> **INPUT MATERIAL**
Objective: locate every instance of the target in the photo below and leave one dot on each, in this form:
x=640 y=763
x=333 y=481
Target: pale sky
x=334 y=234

> **THE PROBLEM**
Would you please return all of the data exactly?

> **ANSWER SPACE**
Objective: locate every instance of the target in the photo below and leave one dot on each, in this form:
x=640 y=763
x=333 y=481
Target: pale sky
x=334 y=234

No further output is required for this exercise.